• WHAT NEEDS TO BE DONE: Swap "instance" for "occurrence" throughout the material below and give its lines again with nothing else changed. Leave the pictures out.

--- begin INFORMATION SUPPLIED ---

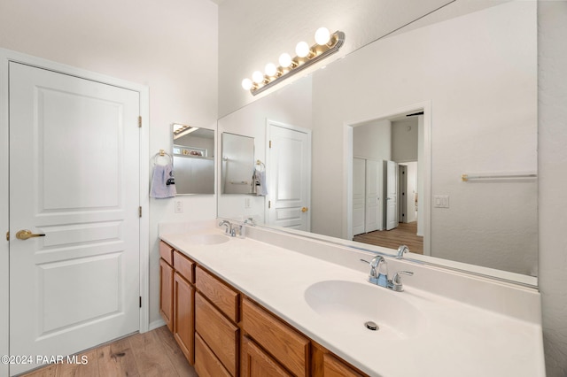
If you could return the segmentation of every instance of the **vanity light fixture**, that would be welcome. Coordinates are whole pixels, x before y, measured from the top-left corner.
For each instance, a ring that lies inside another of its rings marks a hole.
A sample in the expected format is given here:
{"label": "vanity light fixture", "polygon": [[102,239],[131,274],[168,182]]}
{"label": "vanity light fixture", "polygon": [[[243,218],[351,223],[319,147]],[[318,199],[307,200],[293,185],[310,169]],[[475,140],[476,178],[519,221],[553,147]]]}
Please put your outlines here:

--- end INFORMATION SUPPLIED ---

• RESULT BELOW:
If you could return the segmentation of every occurrence of the **vanity light fixture**, that would be welcome. Coordinates are whole pixels, x before y, measured from the top-left corner.
For each occurrence, a ring that lies inside another of its rings marks a hole.
A sample in the expected format is given here:
{"label": "vanity light fixture", "polygon": [[102,239],[131,274],[168,182]]}
{"label": "vanity light fixture", "polygon": [[[243,218],[351,223],[319,147]],[[318,199],[307,200],[293,185],[310,169]],[[475,140],[476,178],[519,221],[553,147]]]}
Please put your outlines here:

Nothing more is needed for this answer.